Liste des tâches:
[1] Selon la critique du film, à combien s’élève le budget de l’œuvre ?
[2] Traduisez en anglais cette phrase de la critique du film : « Rarement Montréal aura été si belle à l’écran. »
[3] Prolongez la critique du film à la suite de sa dernière phrase.

Texte:

————

Dans les deux cas, on en aurait pris davantage. Les deux avenues étaient fort prometteuses.
… ET UN FAIBLE
Lorsqu’il se frotte à des personnages historiques, par contre, Girard s’égare. Malgré l’intérêt indéniable d’avoir mis en image l’arrivée du célèbre navigateur sur l’île, la rencontre entre Jacques Cartier (noblement incarné par Vincent Perez) et les Iroquoiens, en 1535, reste superficielle et anecdotique.
Ce segment plus terne et le surréalisme insistant de certaines séquences constituent les principaux écueils de cette oeuvre dotée d’un budget, faramineux pour un film québécois, de 15 millions de dollars.
Ces bémols sont cependant réchappés par une photographie superbe et des effets spéciaux de qualité, qui magnifient la beauté du mont Royal et ses environs. Rarement Montréal aura été si belle à l’écran.

————

Enregistrements fournis:
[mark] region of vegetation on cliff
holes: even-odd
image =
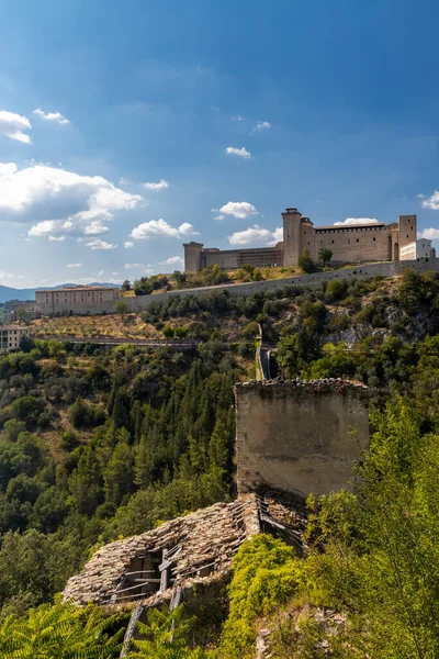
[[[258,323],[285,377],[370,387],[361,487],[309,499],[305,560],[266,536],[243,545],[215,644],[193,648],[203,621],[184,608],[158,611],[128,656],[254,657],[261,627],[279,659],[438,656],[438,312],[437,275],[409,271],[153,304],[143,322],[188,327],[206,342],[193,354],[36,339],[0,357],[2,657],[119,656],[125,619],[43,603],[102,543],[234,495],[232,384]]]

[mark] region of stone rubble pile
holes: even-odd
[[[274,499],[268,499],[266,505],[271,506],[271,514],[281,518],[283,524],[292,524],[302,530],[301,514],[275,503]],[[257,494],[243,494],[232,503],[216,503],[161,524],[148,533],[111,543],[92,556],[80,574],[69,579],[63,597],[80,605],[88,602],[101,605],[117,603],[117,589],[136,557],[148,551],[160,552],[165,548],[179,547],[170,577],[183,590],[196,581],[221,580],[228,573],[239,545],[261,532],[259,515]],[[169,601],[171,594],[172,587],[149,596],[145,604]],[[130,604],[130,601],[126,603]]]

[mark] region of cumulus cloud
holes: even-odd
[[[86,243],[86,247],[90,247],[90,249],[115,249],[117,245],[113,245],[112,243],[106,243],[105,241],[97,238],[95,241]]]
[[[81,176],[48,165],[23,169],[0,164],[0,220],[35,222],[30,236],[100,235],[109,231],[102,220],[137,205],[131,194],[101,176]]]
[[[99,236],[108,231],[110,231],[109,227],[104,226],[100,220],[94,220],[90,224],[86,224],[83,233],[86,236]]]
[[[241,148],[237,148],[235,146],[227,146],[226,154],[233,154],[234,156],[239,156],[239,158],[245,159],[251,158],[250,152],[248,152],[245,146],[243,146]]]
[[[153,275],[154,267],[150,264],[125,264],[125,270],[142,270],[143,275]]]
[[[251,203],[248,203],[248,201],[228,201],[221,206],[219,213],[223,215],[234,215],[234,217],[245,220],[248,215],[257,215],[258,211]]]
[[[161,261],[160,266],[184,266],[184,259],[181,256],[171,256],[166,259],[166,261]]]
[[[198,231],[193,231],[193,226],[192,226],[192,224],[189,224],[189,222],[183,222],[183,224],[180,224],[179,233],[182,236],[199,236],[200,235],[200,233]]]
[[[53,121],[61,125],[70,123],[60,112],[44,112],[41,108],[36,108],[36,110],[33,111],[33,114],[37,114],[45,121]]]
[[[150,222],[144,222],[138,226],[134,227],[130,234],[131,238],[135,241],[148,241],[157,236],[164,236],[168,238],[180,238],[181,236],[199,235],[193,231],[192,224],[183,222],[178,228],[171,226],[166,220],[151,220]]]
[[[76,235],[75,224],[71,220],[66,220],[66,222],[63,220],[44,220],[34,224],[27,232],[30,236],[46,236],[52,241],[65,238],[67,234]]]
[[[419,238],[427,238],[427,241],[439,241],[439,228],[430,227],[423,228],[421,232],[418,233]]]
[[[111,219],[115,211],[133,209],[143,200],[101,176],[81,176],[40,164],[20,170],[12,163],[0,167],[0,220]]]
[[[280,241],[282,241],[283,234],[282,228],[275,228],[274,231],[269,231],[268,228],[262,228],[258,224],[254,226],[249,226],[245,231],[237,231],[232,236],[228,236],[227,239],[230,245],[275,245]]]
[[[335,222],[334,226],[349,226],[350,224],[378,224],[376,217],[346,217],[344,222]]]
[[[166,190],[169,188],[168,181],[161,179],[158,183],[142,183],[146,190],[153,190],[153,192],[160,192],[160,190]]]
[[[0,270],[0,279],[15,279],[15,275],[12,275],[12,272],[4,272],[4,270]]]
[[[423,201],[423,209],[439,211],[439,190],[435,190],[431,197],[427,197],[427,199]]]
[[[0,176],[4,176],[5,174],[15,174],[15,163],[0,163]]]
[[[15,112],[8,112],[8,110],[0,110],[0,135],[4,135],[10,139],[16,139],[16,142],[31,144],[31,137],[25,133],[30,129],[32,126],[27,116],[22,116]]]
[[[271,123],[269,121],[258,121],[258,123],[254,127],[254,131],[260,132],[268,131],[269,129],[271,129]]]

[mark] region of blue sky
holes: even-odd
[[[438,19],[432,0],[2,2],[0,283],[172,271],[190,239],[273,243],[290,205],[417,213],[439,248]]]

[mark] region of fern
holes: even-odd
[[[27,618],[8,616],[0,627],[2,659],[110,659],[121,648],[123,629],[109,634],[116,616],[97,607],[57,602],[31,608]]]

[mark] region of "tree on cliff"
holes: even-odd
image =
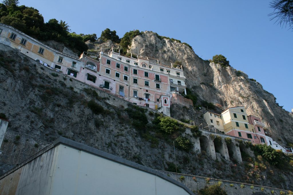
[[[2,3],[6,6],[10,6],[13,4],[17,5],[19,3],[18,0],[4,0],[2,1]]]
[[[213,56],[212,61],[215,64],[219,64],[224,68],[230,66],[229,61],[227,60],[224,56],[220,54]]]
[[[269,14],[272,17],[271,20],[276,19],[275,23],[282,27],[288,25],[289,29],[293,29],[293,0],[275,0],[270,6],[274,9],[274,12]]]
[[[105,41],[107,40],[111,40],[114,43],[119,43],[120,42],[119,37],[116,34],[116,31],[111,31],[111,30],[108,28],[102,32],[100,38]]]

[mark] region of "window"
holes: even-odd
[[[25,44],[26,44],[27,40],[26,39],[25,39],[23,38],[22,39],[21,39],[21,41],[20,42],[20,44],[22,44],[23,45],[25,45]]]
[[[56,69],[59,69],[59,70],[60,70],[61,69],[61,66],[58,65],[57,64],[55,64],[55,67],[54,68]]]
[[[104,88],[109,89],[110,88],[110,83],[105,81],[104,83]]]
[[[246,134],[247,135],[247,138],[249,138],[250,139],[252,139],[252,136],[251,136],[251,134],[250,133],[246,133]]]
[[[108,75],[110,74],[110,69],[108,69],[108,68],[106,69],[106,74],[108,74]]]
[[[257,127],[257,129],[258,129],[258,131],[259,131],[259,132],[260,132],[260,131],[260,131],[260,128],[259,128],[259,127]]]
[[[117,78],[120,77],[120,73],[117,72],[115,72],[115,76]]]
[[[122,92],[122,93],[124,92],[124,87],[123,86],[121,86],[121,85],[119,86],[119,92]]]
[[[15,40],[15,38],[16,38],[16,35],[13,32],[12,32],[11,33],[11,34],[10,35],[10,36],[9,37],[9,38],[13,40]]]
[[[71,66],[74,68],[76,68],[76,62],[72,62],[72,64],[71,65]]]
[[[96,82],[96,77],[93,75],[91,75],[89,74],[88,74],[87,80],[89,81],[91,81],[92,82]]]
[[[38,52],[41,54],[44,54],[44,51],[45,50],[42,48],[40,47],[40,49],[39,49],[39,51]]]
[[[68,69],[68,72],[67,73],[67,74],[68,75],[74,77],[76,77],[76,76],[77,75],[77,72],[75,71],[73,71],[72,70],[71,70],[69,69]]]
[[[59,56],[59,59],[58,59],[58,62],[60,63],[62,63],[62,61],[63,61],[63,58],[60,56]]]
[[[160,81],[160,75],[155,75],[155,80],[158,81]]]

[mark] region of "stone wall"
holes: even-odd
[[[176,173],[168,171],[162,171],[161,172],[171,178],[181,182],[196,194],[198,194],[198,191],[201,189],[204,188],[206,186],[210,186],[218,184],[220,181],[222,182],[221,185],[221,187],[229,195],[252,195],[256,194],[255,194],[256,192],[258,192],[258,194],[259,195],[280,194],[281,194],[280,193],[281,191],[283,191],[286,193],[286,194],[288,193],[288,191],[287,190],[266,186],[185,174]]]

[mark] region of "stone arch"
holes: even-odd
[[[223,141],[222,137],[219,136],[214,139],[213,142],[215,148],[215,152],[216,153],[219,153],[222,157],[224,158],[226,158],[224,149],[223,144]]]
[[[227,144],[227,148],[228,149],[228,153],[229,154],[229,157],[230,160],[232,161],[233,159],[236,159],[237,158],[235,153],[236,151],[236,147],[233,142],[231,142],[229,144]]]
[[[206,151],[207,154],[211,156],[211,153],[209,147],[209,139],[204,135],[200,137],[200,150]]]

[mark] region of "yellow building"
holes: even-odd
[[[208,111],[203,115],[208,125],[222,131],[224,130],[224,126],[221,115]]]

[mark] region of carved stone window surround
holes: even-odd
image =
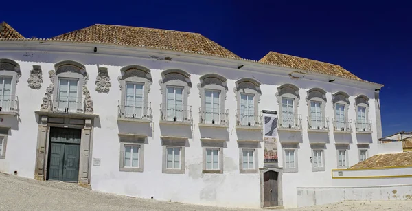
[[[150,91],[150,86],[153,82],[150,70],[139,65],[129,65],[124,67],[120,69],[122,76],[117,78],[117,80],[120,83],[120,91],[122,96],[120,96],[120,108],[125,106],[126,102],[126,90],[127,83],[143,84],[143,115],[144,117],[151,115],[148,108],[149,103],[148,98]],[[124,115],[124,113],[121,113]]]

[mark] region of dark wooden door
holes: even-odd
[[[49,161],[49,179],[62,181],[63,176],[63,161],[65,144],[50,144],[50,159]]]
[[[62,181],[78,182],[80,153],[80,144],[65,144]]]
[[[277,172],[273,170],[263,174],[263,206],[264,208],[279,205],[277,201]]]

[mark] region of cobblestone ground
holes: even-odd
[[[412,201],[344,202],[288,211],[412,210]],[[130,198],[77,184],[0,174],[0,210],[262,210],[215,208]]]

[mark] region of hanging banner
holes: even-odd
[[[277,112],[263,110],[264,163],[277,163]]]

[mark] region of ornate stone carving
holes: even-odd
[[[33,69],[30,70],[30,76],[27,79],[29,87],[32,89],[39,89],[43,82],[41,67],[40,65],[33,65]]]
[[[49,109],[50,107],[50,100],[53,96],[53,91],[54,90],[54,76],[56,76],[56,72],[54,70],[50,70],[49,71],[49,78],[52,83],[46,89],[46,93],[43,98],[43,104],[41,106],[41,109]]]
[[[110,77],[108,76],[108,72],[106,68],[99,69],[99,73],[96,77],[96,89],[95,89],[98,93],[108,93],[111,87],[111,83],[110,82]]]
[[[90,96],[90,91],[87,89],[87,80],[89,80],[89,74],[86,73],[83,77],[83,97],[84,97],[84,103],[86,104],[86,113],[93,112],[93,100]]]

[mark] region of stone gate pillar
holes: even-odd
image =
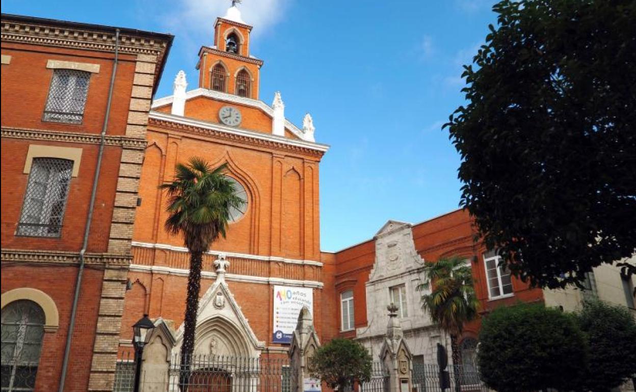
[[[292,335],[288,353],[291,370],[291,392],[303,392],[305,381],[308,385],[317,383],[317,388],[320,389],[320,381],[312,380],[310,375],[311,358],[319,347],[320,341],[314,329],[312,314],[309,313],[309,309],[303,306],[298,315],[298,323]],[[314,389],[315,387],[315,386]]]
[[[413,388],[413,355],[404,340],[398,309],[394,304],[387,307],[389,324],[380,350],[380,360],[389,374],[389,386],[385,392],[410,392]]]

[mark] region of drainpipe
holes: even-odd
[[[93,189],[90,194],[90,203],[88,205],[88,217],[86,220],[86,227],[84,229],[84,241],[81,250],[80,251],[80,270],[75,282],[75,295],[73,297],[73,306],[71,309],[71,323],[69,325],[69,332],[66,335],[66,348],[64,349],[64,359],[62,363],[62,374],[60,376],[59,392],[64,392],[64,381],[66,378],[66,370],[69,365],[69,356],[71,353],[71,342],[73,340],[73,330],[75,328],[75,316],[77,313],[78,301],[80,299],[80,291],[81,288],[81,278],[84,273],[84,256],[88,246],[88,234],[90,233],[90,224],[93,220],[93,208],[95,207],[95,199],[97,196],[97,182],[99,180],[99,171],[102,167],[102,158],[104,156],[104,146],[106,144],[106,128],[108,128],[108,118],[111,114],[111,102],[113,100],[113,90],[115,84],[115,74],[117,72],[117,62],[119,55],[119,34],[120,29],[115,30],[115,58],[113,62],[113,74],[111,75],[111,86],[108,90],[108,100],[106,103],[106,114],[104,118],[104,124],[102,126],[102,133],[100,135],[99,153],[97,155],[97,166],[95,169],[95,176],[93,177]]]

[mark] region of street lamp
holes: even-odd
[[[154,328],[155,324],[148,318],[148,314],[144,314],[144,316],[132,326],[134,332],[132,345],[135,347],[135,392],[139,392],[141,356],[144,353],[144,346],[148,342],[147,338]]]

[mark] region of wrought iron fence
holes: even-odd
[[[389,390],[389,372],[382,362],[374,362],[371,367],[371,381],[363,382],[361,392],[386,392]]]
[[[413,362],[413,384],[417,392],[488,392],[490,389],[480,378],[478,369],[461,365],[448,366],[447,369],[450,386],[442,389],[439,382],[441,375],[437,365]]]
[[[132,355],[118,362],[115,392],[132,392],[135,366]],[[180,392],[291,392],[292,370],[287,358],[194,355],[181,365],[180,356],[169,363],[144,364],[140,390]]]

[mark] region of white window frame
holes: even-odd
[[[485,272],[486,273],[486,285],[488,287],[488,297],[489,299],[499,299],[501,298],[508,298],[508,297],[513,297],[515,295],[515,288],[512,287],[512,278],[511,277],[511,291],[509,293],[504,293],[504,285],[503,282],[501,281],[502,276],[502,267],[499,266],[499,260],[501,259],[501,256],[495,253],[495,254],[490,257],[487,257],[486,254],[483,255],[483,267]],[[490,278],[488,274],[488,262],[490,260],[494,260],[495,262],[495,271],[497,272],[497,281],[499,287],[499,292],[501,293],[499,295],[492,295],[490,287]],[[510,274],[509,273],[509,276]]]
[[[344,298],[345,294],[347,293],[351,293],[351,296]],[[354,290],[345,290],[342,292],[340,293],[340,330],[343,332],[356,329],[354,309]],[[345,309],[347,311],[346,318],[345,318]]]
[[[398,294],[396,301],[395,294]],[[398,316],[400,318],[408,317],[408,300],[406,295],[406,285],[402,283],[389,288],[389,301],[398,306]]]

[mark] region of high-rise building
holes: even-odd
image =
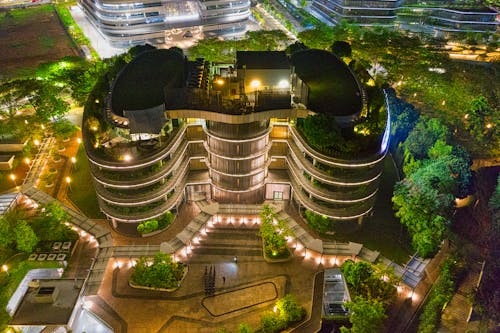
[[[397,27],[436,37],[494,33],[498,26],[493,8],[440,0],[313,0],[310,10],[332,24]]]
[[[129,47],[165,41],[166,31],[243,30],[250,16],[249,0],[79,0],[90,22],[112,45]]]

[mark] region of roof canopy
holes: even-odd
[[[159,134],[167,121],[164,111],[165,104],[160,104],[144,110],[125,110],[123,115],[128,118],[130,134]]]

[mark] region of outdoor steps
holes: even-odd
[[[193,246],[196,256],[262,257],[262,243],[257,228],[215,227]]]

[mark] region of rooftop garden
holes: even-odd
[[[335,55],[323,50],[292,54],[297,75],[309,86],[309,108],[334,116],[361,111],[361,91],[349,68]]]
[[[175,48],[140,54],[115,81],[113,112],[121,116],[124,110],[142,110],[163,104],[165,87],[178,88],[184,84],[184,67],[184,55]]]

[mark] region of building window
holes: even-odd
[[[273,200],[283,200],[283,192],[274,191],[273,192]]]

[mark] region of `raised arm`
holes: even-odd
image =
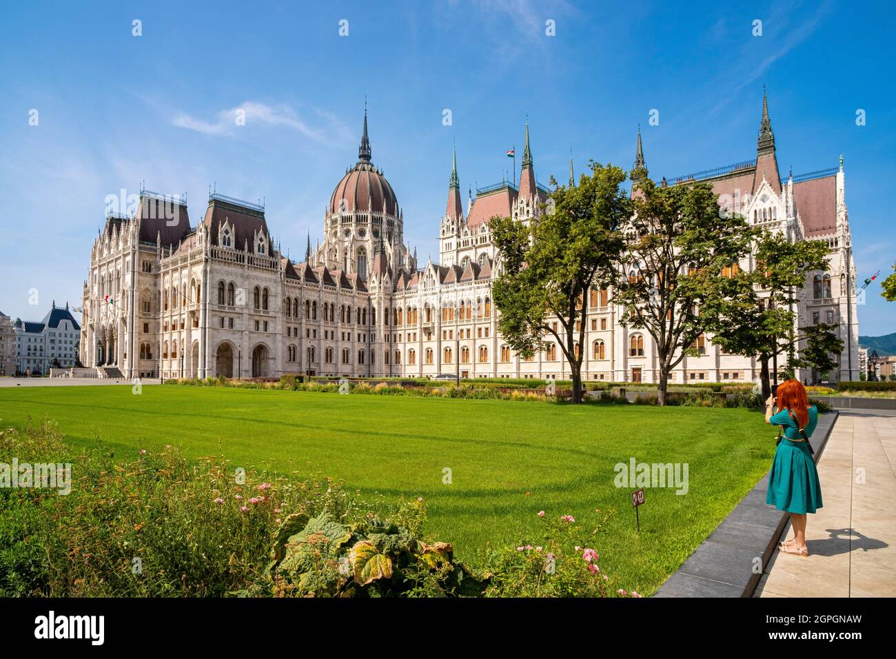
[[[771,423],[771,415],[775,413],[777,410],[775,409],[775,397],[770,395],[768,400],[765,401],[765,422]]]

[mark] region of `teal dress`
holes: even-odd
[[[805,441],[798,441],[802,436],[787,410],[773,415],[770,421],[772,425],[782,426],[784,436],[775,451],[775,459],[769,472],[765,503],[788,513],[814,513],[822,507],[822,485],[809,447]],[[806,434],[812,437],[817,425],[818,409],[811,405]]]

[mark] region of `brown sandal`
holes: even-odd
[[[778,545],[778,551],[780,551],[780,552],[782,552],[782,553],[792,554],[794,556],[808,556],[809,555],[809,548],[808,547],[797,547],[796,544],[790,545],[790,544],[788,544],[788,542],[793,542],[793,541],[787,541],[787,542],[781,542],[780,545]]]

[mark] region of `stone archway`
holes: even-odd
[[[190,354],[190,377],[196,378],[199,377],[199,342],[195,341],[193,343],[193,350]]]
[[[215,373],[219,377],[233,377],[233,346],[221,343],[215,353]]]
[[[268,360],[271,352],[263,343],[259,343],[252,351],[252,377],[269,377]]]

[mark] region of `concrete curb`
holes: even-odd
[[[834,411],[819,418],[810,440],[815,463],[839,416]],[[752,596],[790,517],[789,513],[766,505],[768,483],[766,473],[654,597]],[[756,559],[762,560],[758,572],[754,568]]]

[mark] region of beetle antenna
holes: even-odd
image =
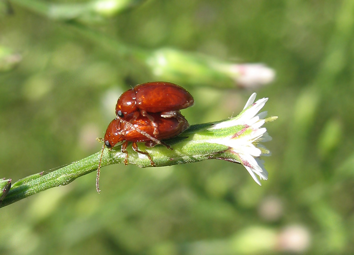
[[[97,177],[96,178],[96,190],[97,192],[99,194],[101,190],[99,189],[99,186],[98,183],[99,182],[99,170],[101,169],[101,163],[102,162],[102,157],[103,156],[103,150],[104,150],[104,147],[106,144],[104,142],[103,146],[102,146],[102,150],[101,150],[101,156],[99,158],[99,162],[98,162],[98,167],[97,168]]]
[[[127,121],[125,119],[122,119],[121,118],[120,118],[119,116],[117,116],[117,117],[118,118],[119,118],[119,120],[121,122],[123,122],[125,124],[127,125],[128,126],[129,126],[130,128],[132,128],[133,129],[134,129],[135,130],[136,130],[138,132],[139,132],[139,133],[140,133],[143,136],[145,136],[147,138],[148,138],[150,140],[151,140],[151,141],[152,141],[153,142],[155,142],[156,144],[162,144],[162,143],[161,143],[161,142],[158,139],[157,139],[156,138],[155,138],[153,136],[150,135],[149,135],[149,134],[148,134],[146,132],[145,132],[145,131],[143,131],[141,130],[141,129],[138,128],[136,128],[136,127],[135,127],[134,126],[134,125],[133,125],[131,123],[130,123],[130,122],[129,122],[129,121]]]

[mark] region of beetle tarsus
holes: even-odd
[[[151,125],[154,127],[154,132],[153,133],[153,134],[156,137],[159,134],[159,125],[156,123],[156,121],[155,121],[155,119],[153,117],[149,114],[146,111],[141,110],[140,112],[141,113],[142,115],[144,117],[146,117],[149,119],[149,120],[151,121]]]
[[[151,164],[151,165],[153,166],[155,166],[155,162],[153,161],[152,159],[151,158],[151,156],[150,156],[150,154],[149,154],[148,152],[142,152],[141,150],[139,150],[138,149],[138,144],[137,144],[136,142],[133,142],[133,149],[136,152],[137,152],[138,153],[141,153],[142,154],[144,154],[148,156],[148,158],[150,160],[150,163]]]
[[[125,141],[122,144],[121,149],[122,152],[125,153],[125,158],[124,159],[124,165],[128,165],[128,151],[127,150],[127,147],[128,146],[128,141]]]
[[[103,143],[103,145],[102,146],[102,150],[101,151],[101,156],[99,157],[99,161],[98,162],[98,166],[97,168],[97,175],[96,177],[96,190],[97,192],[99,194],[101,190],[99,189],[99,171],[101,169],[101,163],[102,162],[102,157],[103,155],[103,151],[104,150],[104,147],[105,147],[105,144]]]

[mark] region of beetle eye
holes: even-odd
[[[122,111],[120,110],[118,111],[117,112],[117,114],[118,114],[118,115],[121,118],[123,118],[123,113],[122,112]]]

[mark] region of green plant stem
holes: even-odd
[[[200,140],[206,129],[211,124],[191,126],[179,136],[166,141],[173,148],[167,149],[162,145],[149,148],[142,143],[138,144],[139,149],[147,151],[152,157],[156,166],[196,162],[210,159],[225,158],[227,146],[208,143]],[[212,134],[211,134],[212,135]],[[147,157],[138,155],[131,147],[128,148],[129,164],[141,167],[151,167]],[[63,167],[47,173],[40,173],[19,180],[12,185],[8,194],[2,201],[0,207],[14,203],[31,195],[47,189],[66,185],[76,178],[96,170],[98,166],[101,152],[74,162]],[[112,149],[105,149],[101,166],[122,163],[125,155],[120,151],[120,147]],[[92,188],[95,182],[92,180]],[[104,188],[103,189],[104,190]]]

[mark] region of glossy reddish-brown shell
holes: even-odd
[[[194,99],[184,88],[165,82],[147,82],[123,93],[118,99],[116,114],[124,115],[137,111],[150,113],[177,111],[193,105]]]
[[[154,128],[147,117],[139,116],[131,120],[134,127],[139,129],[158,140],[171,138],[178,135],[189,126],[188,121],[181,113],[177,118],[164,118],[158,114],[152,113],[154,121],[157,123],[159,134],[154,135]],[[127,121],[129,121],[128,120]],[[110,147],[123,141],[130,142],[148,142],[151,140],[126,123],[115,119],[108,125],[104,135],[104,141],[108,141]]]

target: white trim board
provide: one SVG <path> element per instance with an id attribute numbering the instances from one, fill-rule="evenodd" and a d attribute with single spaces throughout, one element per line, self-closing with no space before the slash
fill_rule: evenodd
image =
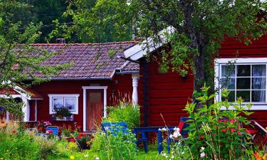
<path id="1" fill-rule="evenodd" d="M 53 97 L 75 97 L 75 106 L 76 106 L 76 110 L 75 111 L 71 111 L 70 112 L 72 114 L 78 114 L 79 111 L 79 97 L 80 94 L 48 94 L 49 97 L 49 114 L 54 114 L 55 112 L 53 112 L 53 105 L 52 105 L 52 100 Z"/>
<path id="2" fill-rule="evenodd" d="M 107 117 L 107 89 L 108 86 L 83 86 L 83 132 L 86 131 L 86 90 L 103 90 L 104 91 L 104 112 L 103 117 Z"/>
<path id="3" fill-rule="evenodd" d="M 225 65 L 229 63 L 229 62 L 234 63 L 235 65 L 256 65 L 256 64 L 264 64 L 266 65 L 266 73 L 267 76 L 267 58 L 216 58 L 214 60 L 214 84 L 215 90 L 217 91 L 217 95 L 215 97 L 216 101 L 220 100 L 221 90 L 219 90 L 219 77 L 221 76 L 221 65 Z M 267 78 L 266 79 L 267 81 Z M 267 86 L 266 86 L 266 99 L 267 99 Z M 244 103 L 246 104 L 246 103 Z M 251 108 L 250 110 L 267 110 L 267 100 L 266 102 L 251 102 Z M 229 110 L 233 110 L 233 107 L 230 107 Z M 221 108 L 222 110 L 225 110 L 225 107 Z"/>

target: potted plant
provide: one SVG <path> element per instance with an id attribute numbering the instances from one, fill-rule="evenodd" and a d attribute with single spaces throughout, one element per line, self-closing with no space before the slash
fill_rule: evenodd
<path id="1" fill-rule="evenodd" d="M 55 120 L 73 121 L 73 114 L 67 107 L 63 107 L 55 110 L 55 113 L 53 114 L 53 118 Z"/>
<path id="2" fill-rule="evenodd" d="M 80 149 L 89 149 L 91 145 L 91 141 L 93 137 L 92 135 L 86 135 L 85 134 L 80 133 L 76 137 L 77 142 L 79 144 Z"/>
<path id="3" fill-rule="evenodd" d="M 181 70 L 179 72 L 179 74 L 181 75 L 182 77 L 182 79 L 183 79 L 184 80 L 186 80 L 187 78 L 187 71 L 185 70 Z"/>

————

Réponses rédigées:
[1] Le budget s’élève à 15 millions de dollars.

[2] Rarely has Montreal looked so beautiful on screen.

[3]
UNE MAIN TENDUE
Sauf qu’au-delà de ces considérations artistiques, il se dégage du film de François Girard un désir de réconciliation avec les peuples autochtones. Dans toute sa grandiloquence historique, on sent que Hochelaga, terre des âmes tente de guérir des blessures et de réparer des ponts qui ont été brisés.
Comme si en regardant dans le passé, Girard essayait de mieux définir le présent et le futur de nos relations avec les premiers occupants de ce territoire.